EXERCISE INSTRUCTIONS:
A. Answer these questions about the passage on valuing employees, one answer per line:
(i) What share of fundraisers expect to leave their current job in the next two years?
(ii) What does the passage call "a fool-proof way to show how you value your employees"?
(iii) What kind of mindset does creating a culture of learning and adaptability involve adopting?
B. Copy word for word the part of the passage on valuing employees starting with "Here are the" and going on through "in your organization.".
C. Carry on the passage on valuing employees from its final sentence, keeping its plain style.
-- DOCUMENT SECTION follows --
Make employees your priority — Employees are the engine that drives your organization. It follows that they should be valued and cared for. But 51% of fundraisers expect to leave their current job in the next two years. 3 out of 10 expect to leave fundraising all together in the next two years. This is not good.

Here are the key things you can do to demonstrate how you value your staff:

  • Allow remote work and flexibility. This is a trend in the for-profit world as well. Think about doing this more in your organization.
  • Pay fairly and competitively. An age-old principle, yet one that is often ignored at non-profits. But fair and competitive pay is a fool-proof way to show how you value your employees.
  • Make sure culture is focused on employee well-being. This not only means providing solid health care benefits, but also a culture and environment that is safe physically and emotionally, policies that allow for leave for the major life circumstances a person faces, etc. If you say you care about your employees, then show it.
  • Listen to employees – value their opinions. There is wisdom everywhere. Even from those you might think about as the “little people”. They are actually not little – just in your own mind. Seek wisdom from everyone. It is good for you and good for them.

Create a culture of learning and adaptability — This is about adopting a change mindset – being open to change, promoting change, and helping your employees embrace change. It is also about supporting learning in every way and rewarding curiosity. On the curiosity front, this means allowing employees to ask why – to search for answers – to wonder. It also means encouraging them to challenge authority and speak up. All of this creates a culture of learning and adaptability.
-- DOCUMENT SECTION concluded --
-- LISTED RECORDS follows --
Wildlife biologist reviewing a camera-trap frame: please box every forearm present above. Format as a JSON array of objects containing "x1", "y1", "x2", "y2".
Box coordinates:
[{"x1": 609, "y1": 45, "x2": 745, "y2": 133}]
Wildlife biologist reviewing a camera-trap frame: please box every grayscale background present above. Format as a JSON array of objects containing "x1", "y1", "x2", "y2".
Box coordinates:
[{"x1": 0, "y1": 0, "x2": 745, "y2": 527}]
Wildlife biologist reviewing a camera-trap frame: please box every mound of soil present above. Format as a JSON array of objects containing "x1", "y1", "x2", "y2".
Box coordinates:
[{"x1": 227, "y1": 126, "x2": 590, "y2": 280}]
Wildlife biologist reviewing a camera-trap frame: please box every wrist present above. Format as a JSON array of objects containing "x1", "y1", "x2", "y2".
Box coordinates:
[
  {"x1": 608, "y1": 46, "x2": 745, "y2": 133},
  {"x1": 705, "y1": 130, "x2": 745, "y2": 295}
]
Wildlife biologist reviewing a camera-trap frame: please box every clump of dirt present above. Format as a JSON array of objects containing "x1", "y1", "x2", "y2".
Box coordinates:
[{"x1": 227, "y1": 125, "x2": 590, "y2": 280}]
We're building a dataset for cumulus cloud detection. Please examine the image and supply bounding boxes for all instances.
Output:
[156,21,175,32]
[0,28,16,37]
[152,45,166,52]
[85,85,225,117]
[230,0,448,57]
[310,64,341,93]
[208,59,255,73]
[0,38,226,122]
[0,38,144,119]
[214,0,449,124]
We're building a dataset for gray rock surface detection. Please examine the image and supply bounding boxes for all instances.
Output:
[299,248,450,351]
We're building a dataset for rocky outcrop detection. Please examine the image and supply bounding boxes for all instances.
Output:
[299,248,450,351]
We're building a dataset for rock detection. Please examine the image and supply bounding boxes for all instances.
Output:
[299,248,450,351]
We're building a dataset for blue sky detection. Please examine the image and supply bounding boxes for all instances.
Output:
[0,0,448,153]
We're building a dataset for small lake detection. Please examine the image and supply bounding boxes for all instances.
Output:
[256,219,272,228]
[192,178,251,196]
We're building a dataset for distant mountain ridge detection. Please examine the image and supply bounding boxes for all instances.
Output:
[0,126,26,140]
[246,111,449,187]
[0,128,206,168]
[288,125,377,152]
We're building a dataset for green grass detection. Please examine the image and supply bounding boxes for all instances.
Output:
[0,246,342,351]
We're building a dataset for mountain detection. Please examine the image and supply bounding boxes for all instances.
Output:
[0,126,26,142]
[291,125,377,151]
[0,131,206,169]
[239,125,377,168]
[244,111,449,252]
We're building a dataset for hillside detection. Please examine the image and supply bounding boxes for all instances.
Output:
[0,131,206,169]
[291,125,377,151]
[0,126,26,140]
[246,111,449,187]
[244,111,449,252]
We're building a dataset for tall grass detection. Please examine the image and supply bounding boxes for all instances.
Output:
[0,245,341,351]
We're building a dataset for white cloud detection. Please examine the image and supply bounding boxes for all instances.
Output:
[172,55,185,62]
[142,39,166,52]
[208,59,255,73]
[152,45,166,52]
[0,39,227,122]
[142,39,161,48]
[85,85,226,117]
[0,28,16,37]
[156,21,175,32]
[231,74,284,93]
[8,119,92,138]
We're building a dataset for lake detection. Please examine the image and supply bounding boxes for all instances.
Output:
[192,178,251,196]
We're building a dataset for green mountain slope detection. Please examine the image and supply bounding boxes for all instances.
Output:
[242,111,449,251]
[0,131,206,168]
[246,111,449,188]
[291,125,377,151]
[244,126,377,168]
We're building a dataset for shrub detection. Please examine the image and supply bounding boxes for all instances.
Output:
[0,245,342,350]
-- LISTED RECORDS concluded --
YOUR RESPONSES:
A.
(i) 51%
(ii) Fair and competitive pay
(iii) A change mindset

B.
Here are the key things you can do to demonstrate how you value your staff:

  • Allow remote work and flexibility. This is a trend in the for-profit world as well. Think about doing this more in your organization.

C.
Cultivate more authentic relationships with donors — Jeff and I have talked a lot about this. In fact, it is a core pillar of our mission – to help others develop authentic donor relationships and to make all the donor connections meaningful vs. transactional. There are several important elements to this trend:

  • Make donors a part of your mission: See them as partners. Look at fundraising, as I said earlier, as having two objectives: to secure funds for program AND to help donors fulfill their passions and interests. When you make donors part of your mission to elevate them to their new and, in our opinion, rightful place.
  • Be obsessed with reporting on impact: We don’t do enough reporting back to donors on how their gift made a difference. This is why so many donors are not satisfied with their relationship with their non-profits. This is a key part of authenticity – giving feedback on the good that has been done through the donor’s giving.
  • Devote time and resources to identifying donor passions and interests: When you dedicate time to this, you are truly changing how you approach fundraising. You are moving from a transactional strategy to a relational strategy. Donor’s passions and interests need to drive your donor messaging and relationships.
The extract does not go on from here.